[Dataset items]
- Opening Delimiter -

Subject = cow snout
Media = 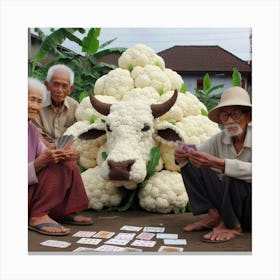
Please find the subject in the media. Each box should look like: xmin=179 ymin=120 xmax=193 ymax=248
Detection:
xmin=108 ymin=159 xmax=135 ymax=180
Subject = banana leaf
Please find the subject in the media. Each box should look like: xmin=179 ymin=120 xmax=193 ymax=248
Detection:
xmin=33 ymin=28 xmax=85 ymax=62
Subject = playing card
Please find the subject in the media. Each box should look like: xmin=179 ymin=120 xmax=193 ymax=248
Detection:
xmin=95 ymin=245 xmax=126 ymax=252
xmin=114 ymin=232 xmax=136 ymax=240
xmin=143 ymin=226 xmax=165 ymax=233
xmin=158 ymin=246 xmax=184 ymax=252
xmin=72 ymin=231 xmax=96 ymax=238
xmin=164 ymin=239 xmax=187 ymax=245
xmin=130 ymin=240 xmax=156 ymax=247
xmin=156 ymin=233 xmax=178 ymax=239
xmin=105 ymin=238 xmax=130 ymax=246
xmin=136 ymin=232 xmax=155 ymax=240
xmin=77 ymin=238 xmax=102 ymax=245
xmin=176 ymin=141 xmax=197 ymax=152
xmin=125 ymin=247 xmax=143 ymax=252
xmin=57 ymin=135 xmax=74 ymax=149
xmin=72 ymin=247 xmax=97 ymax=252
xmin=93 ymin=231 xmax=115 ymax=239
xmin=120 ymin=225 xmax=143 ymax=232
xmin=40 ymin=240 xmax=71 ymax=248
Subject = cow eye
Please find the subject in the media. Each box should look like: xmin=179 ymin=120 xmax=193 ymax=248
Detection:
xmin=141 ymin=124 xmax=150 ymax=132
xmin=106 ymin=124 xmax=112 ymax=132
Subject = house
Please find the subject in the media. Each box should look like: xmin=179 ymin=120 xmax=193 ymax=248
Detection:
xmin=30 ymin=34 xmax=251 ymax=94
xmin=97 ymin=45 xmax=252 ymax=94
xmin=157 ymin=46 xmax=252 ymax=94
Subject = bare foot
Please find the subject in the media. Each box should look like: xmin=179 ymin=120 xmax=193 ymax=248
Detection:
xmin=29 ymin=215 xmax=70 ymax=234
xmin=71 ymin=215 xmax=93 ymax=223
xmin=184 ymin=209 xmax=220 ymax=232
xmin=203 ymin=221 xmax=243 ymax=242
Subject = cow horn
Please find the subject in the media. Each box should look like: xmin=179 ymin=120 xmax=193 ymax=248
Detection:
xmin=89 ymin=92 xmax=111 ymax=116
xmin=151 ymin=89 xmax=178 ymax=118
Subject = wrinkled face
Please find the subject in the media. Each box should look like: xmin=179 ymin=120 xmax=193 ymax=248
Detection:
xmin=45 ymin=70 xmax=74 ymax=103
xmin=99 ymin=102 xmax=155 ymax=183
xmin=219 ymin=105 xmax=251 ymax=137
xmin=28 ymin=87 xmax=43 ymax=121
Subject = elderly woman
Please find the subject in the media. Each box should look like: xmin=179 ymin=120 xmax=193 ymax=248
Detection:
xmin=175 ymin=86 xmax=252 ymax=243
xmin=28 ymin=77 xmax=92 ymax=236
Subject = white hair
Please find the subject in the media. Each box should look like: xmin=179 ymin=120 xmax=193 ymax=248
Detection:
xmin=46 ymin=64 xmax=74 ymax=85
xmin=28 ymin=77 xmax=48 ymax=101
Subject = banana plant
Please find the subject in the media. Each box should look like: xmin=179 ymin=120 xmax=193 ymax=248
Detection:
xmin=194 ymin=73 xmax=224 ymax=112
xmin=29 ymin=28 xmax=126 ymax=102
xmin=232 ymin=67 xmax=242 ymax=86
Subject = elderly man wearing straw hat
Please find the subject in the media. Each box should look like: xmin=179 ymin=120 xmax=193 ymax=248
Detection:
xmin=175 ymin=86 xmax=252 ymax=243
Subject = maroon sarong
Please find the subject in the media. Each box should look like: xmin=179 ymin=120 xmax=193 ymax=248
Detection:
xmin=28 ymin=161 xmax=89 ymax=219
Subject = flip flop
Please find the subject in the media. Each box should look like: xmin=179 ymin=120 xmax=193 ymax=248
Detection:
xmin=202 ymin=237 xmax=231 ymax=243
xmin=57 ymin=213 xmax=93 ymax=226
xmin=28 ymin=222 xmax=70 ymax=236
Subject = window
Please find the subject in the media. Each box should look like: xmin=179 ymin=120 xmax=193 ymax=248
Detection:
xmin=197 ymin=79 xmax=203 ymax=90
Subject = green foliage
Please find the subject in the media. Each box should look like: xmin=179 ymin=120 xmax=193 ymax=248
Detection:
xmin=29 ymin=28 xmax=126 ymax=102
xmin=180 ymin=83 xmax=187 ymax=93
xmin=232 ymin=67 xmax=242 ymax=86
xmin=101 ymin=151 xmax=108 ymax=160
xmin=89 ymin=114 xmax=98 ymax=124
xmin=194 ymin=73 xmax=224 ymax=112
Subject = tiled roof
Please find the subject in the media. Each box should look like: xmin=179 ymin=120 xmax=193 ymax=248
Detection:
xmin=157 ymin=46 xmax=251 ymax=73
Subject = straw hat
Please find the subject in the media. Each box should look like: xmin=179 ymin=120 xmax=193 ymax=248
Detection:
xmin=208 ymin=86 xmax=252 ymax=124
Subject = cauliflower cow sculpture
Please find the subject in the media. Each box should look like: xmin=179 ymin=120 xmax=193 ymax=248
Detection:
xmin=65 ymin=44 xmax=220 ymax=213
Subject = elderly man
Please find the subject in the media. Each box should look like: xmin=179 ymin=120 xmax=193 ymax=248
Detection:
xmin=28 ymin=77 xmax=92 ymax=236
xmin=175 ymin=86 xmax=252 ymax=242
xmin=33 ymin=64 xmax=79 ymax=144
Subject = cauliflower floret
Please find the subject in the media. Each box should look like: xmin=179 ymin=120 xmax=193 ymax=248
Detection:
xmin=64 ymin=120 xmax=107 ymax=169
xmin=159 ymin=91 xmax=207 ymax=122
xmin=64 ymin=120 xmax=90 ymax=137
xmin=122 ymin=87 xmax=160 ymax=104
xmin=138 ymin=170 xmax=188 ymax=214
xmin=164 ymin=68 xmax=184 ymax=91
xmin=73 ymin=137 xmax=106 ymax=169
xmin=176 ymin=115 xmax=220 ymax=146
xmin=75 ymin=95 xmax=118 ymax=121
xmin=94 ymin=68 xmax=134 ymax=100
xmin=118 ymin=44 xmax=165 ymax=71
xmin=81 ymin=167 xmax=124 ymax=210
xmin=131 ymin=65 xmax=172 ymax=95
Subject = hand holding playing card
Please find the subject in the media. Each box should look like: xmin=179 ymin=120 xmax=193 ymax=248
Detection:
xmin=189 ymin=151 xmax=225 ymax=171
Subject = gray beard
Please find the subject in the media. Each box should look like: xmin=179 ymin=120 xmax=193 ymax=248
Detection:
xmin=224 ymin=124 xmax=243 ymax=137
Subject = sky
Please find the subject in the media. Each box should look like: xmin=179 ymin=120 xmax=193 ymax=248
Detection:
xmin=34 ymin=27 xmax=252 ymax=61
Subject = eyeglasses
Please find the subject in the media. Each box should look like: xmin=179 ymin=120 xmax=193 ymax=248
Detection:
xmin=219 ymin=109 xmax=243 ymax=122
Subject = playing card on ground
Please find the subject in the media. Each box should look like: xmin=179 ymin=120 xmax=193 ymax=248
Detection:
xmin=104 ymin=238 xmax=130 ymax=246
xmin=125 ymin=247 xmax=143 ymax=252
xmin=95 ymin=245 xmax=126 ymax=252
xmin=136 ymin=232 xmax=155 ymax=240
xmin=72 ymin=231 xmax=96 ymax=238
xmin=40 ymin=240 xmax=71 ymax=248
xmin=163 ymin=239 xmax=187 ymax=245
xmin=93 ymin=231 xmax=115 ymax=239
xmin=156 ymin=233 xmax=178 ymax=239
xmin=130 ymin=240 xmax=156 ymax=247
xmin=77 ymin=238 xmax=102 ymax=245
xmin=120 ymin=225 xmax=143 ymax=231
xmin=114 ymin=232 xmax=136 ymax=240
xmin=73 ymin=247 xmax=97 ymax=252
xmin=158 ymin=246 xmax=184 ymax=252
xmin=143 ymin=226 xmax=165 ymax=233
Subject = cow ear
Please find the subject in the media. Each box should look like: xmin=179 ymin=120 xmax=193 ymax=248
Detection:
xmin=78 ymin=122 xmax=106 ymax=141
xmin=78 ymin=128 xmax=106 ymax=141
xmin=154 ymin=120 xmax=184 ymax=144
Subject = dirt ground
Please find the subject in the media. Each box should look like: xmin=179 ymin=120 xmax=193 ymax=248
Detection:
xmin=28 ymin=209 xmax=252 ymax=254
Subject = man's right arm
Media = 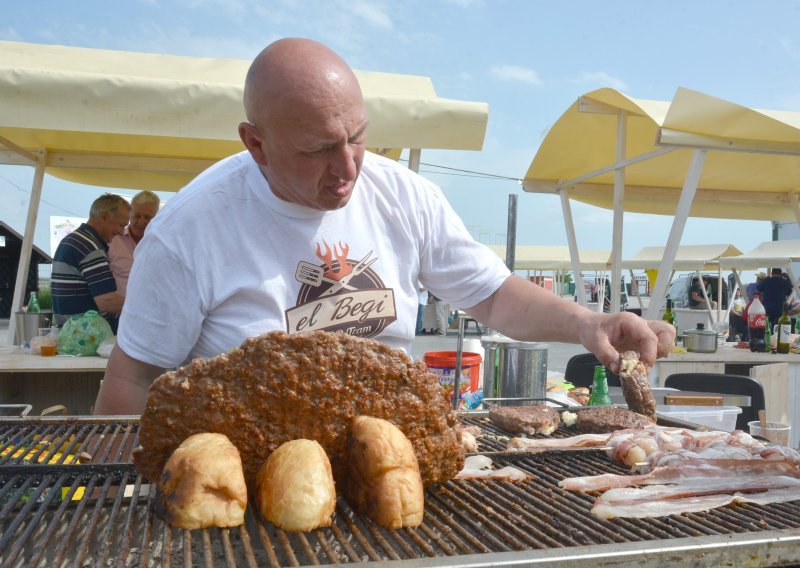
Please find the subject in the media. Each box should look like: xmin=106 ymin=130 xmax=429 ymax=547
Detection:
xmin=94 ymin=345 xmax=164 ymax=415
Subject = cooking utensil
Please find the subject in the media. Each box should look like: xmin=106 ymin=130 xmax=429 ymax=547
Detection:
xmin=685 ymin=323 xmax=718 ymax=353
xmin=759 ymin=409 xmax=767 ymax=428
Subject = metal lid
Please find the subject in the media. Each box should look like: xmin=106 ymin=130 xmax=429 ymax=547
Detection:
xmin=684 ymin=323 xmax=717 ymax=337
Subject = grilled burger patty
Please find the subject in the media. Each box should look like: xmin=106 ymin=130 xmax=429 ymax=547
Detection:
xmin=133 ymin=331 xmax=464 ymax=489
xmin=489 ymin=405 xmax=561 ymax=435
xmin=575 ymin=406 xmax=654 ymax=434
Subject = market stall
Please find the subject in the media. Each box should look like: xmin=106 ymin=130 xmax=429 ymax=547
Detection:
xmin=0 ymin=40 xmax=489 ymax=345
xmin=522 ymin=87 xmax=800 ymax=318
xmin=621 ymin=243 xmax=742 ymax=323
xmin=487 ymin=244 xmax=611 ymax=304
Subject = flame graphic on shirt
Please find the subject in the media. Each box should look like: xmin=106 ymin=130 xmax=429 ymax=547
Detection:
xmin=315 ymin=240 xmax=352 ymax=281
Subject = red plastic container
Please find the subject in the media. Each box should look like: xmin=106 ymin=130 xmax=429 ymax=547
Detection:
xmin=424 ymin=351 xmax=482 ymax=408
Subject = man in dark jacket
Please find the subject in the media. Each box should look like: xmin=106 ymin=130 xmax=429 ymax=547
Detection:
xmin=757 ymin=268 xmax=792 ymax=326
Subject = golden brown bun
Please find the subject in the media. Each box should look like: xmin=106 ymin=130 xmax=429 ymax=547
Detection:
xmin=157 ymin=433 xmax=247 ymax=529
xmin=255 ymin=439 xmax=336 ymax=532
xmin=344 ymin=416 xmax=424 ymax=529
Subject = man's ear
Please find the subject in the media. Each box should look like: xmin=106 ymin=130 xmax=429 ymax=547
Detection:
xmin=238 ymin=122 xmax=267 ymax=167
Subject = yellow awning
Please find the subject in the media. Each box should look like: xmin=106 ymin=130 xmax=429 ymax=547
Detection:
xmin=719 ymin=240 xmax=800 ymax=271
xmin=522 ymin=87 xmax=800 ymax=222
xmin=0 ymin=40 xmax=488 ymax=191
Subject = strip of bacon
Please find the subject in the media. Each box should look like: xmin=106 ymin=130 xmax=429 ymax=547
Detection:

- Closing Delimiter -

### WHAT IS REQUIRED
When you find a line in the records that contains the word "cauliflower", copy it.

### ANSWER TO THE PROBLEM
Subject = cauliflower cow sculpture
Subject = cauliflower floret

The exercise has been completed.